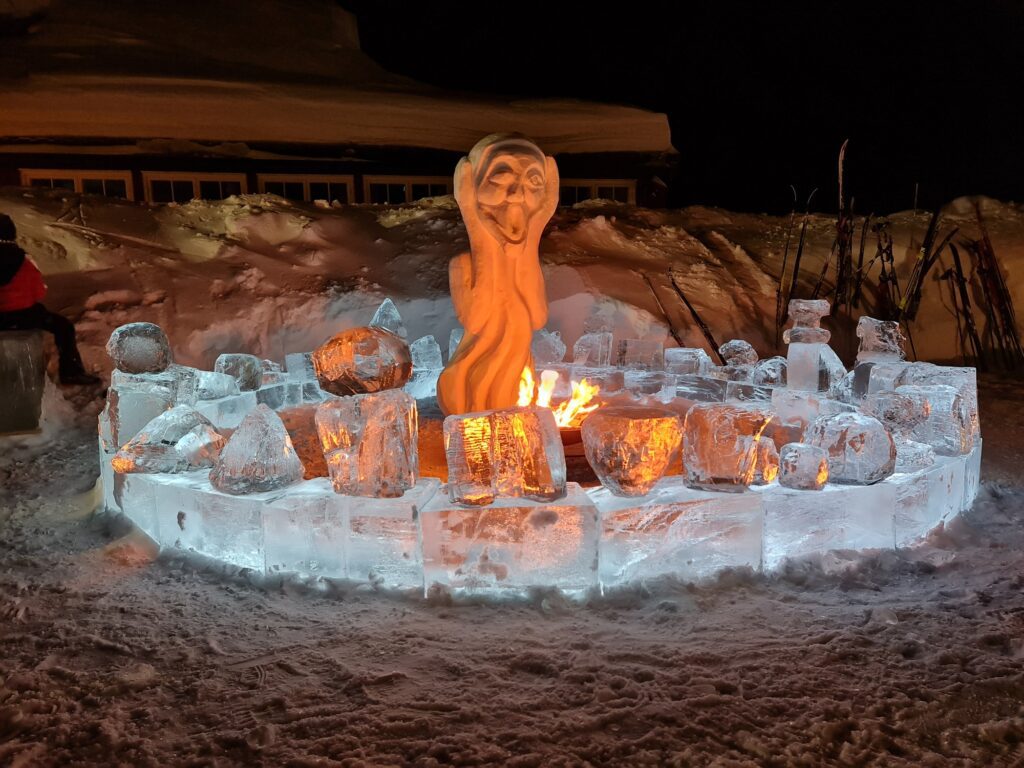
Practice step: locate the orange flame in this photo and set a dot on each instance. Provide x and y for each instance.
(568, 414)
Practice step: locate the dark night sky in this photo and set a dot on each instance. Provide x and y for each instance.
(759, 95)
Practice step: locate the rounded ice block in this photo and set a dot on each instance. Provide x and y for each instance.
(631, 446)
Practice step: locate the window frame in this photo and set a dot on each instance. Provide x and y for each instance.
(196, 177)
(408, 181)
(594, 183)
(308, 178)
(28, 175)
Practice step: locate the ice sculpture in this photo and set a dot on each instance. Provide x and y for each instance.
(770, 373)
(23, 371)
(258, 458)
(363, 359)
(807, 314)
(139, 348)
(720, 444)
(946, 426)
(245, 368)
(803, 467)
(880, 340)
(370, 442)
(687, 360)
(547, 347)
(511, 453)
(593, 349)
(388, 318)
(507, 190)
(180, 439)
(860, 451)
(630, 448)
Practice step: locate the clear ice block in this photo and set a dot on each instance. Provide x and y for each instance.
(305, 530)
(139, 348)
(511, 546)
(180, 439)
(880, 340)
(245, 369)
(593, 349)
(388, 318)
(23, 371)
(803, 467)
(547, 347)
(227, 413)
(947, 426)
(801, 523)
(720, 444)
(258, 458)
(630, 448)
(363, 359)
(926, 498)
(129, 408)
(383, 537)
(370, 442)
(676, 530)
(690, 360)
(641, 354)
(515, 452)
(860, 450)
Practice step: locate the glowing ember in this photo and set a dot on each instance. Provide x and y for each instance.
(568, 414)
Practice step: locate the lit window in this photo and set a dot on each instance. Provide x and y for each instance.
(109, 183)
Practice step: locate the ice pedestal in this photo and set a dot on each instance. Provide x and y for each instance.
(676, 530)
(928, 497)
(383, 537)
(511, 546)
(800, 523)
(23, 373)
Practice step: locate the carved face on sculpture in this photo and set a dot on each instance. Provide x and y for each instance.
(510, 186)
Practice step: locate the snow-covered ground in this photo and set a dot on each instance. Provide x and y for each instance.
(114, 654)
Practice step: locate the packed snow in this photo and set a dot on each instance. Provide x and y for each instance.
(116, 653)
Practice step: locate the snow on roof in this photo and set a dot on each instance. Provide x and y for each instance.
(283, 71)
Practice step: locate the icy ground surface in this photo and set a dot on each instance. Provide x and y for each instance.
(111, 654)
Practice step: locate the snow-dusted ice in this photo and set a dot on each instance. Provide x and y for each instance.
(245, 368)
(259, 457)
(881, 341)
(860, 450)
(370, 442)
(641, 354)
(180, 439)
(686, 360)
(23, 371)
(139, 348)
(677, 531)
(947, 426)
(512, 453)
(363, 359)
(511, 546)
(593, 349)
(387, 317)
(803, 467)
(547, 347)
(630, 448)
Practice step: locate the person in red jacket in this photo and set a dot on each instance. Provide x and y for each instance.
(22, 291)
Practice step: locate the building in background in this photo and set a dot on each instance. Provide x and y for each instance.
(169, 102)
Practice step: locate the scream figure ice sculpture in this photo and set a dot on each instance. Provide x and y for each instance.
(507, 190)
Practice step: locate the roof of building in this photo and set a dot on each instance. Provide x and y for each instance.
(278, 71)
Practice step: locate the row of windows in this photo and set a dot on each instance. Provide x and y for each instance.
(181, 187)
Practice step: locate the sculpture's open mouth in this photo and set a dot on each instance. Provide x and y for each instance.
(568, 414)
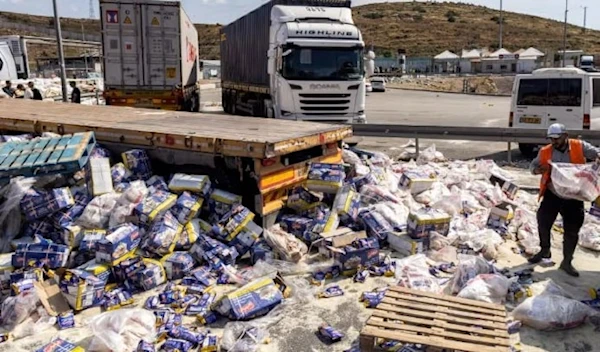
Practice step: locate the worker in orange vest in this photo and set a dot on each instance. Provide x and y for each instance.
(561, 150)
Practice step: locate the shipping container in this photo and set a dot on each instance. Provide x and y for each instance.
(245, 43)
(151, 45)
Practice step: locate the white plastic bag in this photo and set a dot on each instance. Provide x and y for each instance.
(468, 268)
(551, 312)
(573, 181)
(97, 213)
(122, 330)
(491, 288)
(589, 237)
(287, 245)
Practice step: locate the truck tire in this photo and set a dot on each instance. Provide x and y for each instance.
(527, 150)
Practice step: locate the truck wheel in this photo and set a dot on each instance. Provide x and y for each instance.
(527, 150)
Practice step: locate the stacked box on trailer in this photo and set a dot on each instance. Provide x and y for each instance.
(252, 54)
(150, 55)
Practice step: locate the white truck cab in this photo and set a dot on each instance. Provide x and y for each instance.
(316, 64)
(555, 95)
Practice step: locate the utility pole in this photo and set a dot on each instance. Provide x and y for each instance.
(501, 25)
(61, 55)
(565, 34)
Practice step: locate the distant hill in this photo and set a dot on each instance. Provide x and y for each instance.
(422, 29)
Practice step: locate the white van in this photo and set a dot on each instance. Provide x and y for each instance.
(8, 69)
(555, 95)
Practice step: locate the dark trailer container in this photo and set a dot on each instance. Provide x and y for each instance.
(245, 43)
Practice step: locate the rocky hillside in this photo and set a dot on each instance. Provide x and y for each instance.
(422, 29)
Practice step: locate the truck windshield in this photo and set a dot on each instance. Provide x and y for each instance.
(322, 64)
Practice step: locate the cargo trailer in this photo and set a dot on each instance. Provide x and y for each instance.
(150, 51)
(296, 60)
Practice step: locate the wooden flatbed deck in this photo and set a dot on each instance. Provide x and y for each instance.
(203, 132)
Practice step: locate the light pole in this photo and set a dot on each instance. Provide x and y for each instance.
(501, 24)
(565, 34)
(61, 57)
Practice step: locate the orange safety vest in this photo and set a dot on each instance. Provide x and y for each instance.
(575, 153)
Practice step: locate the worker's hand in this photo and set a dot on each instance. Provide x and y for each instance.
(542, 169)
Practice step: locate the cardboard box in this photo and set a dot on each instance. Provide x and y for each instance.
(153, 206)
(178, 264)
(350, 249)
(508, 186)
(425, 221)
(232, 223)
(325, 178)
(246, 239)
(500, 217)
(402, 243)
(346, 204)
(377, 226)
(300, 199)
(52, 255)
(250, 301)
(198, 184)
(187, 207)
(163, 235)
(138, 162)
(117, 244)
(38, 204)
(416, 181)
(60, 345)
(99, 176)
(221, 202)
(82, 289)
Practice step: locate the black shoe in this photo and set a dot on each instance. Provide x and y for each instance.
(569, 269)
(538, 258)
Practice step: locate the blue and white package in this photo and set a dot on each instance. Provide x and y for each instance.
(198, 184)
(138, 162)
(163, 234)
(178, 264)
(187, 207)
(37, 204)
(118, 243)
(325, 178)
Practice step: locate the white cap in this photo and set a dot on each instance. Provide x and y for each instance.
(556, 130)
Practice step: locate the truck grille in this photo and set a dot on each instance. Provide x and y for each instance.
(331, 104)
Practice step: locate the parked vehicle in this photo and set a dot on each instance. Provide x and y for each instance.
(378, 84)
(150, 55)
(297, 60)
(554, 95)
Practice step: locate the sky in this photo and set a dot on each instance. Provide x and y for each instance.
(225, 11)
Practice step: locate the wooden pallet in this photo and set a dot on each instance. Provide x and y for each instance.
(45, 156)
(439, 321)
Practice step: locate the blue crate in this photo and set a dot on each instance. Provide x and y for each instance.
(46, 156)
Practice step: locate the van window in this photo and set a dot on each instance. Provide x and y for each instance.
(550, 92)
(596, 91)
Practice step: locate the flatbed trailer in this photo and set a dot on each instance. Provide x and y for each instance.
(259, 159)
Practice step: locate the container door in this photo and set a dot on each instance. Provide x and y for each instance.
(122, 45)
(162, 45)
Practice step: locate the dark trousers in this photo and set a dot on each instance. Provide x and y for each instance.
(573, 215)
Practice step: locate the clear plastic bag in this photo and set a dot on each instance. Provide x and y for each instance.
(10, 210)
(468, 268)
(98, 212)
(491, 288)
(16, 309)
(551, 312)
(122, 330)
(288, 246)
(573, 181)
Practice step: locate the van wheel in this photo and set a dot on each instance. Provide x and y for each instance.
(527, 150)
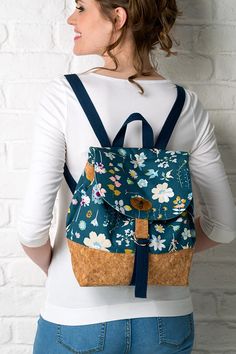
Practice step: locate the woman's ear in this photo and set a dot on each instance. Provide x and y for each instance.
(120, 17)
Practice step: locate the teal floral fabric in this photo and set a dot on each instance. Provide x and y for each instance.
(101, 214)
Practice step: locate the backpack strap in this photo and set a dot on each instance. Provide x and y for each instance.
(171, 120)
(93, 117)
(89, 109)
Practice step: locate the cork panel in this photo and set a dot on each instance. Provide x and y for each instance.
(89, 171)
(141, 228)
(92, 267)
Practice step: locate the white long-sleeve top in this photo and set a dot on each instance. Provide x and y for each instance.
(62, 134)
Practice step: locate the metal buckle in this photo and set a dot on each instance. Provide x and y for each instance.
(136, 241)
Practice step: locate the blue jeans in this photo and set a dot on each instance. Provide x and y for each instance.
(147, 335)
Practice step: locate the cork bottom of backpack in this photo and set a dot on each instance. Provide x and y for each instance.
(93, 267)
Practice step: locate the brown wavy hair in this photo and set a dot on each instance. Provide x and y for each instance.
(150, 22)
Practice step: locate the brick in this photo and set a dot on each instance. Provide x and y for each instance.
(184, 35)
(24, 272)
(41, 10)
(215, 39)
(200, 10)
(225, 126)
(224, 10)
(31, 66)
(225, 68)
(182, 66)
(5, 331)
(31, 36)
(21, 301)
(226, 305)
(213, 275)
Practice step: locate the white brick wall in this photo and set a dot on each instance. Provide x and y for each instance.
(36, 45)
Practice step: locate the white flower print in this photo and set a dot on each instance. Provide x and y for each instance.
(157, 243)
(82, 225)
(142, 183)
(119, 206)
(110, 155)
(162, 193)
(139, 162)
(159, 228)
(133, 173)
(99, 167)
(97, 241)
(74, 201)
(85, 200)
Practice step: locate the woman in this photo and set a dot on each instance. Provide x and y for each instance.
(110, 320)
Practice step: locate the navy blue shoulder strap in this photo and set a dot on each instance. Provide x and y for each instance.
(99, 130)
(89, 109)
(169, 125)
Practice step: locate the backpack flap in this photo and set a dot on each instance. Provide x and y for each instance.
(143, 183)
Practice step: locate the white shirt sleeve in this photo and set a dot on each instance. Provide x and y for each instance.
(46, 168)
(217, 209)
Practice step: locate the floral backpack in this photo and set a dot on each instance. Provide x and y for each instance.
(130, 220)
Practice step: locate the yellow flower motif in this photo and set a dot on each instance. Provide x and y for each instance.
(128, 251)
(89, 213)
(180, 202)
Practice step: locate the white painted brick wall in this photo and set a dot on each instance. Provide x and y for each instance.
(35, 46)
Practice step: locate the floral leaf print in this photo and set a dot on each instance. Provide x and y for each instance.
(115, 180)
(120, 206)
(122, 152)
(139, 161)
(159, 228)
(162, 193)
(180, 205)
(97, 241)
(99, 168)
(166, 176)
(157, 243)
(133, 174)
(85, 199)
(142, 183)
(129, 181)
(98, 193)
(152, 173)
(110, 155)
(82, 225)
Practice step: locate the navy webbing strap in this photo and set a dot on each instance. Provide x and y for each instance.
(171, 120)
(89, 109)
(92, 116)
(147, 132)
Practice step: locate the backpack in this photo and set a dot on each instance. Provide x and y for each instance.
(130, 220)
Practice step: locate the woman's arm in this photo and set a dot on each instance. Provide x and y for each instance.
(202, 241)
(40, 255)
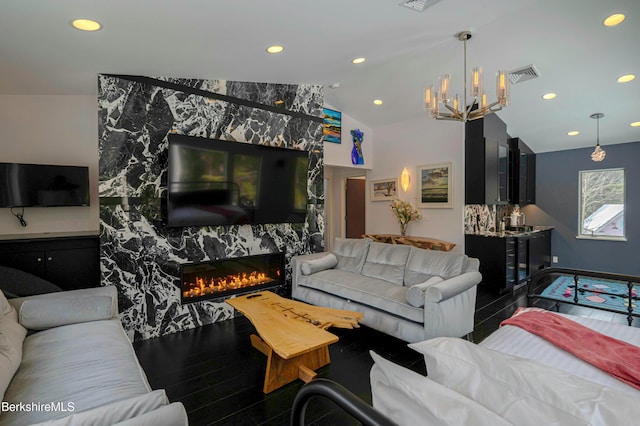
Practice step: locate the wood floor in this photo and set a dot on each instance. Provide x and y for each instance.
(216, 373)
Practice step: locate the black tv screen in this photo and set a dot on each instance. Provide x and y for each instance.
(214, 182)
(42, 185)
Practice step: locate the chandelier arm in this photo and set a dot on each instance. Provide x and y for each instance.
(452, 109)
(466, 112)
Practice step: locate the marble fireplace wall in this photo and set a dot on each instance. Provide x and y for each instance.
(139, 254)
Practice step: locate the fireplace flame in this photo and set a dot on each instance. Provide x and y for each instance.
(202, 286)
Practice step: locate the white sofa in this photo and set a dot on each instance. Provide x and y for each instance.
(66, 360)
(404, 291)
(512, 377)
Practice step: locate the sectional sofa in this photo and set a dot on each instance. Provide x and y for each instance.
(66, 360)
(404, 291)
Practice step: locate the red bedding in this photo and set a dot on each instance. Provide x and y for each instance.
(618, 358)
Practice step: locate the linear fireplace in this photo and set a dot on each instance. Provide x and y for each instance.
(224, 277)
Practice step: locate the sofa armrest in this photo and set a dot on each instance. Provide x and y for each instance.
(296, 264)
(447, 289)
(55, 309)
(170, 415)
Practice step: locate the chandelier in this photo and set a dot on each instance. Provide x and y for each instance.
(478, 108)
(598, 154)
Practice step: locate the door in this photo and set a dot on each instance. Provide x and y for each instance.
(354, 208)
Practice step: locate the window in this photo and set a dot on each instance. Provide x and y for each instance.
(602, 204)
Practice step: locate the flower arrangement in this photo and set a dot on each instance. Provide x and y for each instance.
(404, 212)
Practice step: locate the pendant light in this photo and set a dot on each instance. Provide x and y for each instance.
(598, 154)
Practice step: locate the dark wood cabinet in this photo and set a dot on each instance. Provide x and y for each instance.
(509, 261)
(68, 262)
(487, 161)
(498, 261)
(539, 251)
(522, 172)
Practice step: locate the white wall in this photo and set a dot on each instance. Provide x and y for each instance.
(340, 154)
(337, 167)
(410, 144)
(51, 130)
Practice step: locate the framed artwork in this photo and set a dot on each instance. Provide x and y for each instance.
(384, 189)
(332, 126)
(435, 186)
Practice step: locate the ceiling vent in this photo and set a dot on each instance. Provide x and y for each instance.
(418, 5)
(523, 74)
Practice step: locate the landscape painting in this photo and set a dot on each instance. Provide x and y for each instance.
(332, 127)
(436, 186)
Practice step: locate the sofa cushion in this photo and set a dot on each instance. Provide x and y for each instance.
(373, 292)
(116, 412)
(312, 266)
(12, 336)
(415, 293)
(386, 261)
(521, 390)
(409, 398)
(172, 414)
(40, 314)
(424, 264)
(90, 364)
(351, 253)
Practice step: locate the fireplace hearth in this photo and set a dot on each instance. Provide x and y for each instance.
(225, 277)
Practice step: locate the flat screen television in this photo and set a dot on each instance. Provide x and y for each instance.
(214, 182)
(43, 185)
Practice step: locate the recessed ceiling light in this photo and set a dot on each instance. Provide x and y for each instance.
(626, 78)
(613, 20)
(275, 49)
(86, 24)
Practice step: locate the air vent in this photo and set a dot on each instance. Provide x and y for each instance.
(418, 5)
(523, 74)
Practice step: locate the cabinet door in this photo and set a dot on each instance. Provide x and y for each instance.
(523, 259)
(72, 269)
(539, 251)
(503, 172)
(32, 262)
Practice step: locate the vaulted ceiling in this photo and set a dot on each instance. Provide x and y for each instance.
(575, 55)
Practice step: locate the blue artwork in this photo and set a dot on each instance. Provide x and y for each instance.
(356, 152)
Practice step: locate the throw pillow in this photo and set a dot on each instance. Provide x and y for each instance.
(351, 253)
(386, 262)
(415, 293)
(12, 337)
(409, 398)
(42, 314)
(423, 264)
(312, 266)
(522, 391)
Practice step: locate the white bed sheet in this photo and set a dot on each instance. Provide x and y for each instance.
(516, 341)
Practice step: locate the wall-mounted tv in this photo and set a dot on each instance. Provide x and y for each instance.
(214, 182)
(43, 185)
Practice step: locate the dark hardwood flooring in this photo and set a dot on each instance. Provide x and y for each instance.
(216, 373)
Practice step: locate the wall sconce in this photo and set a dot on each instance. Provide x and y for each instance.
(405, 179)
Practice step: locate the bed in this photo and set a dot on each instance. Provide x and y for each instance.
(512, 377)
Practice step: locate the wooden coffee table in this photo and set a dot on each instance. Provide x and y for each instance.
(292, 335)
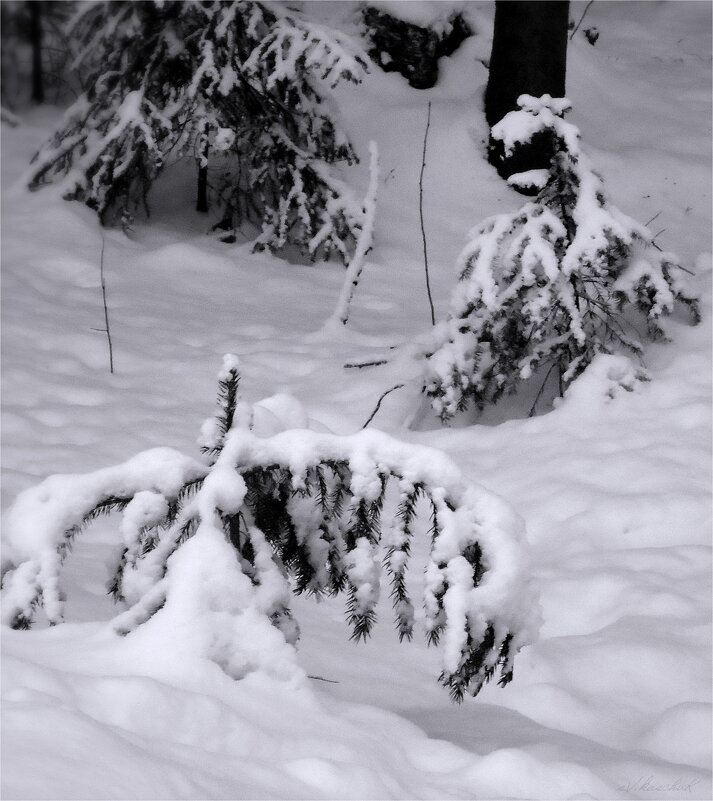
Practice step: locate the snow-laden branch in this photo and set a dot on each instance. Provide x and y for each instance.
(214, 551)
(545, 288)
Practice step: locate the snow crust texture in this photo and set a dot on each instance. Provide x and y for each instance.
(614, 699)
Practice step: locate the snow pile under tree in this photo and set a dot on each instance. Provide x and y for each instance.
(239, 86)
(546, 289)
(209, 552)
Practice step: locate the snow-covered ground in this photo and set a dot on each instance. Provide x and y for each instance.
(614, 701)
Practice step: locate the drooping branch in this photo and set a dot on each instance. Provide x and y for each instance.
(299, 507)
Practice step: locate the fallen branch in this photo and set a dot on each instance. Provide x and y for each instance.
(378, 404)
(361, 365)
(581, 19)
(106, 329)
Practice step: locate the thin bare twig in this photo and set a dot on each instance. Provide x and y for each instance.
(542, 389)
(360, 365)
(106, 329)
(378, 404)
(420, 211)
(584, 14)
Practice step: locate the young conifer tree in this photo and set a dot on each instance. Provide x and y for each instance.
(242, 82)
(547, 288)
(214, 550)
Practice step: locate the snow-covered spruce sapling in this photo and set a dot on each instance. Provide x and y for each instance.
(237, 84)
(213, 550)
(547, 288)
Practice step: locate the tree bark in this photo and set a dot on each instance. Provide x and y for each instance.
(38, 87)
(202, 200)
(202, 193)
(529, 56)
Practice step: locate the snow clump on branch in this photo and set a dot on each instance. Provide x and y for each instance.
(211, 553)
(544, 290)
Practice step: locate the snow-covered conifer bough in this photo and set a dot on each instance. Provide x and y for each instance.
(214, 549)
(544, 291)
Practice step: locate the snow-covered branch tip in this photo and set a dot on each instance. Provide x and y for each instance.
(365, 241)
(217, 549)
(542, 291)
(242, 82)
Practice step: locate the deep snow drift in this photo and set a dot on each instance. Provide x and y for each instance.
(613, 701)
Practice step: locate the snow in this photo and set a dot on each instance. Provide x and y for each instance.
(613, 701)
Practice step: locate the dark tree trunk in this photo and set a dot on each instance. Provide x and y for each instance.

= = = =

▸ **What is required**: Exact repetition is required for the lines from the one that contains "Practice step: locate the drooping" through the final line; leave out everything else.

▸ **Solved problem**:
Practice step: locate the drooping branch in this photo and set a dot on each instance. Provide x and y for each instance.
(299, 507)
Practice step: locate the fallen branch in this photo and set a dot on each instance. Provide x and y for each instance.
(378, 404)
(361, 365)
(581, 19)
(106, 329)
Practice step: locate the thin bare twig in this photo and set a dot on each instance. Provide x and y for each instance.
(542, 389)
(360, 365)
(106, 329)
(378, 404)
(420, 211)
(584, 14)
Practice step: locate the young conifer tree in this photo and set a dot on each instance. Provide x and y for each instance.
(242, 82)
(547, 288)
(214, 550)
Practice step: locate the snow-covered spruce sapling in this photo and set a dot on each instance. Provide x and y for each instance.
(237, 84)
(213, 550)
(547, 288)
Practice step: locate the tree bark in this photo and set a dot on each instance. Provide x and y for each instance.
(38, 87)
(202, 200)
(202, 193)
(529, 56)
Practice step: locate the snow clump on branch in this photo and set a dot on each instance. Provide x and y for each instance.
(211, 553)
(544, 290)
Practice step: locate the snow-covered conifer bough in this photo and set a dot on each instance. Provide x and y for each instance.
(214, 549)
(544, 291)
Practice step: locate the snow-covered branch tip in this photo and set a dot on each instance. Provide x and y for each instance.
(365, 241)
(217, 549)
(542, 291)
(242, 82)
Practice step: locate the deep snow drift in this photo and set a dot on each instance. Provide x and y for each instance.
(613, 701)
Practice step: locate the snow in this photo and set a dot on each instance. Provide x and y for each instance.
(613, 701)
Practice step: locate the dark tree trunk in this photo and set a dot on each instance. Provide x and y for each instance.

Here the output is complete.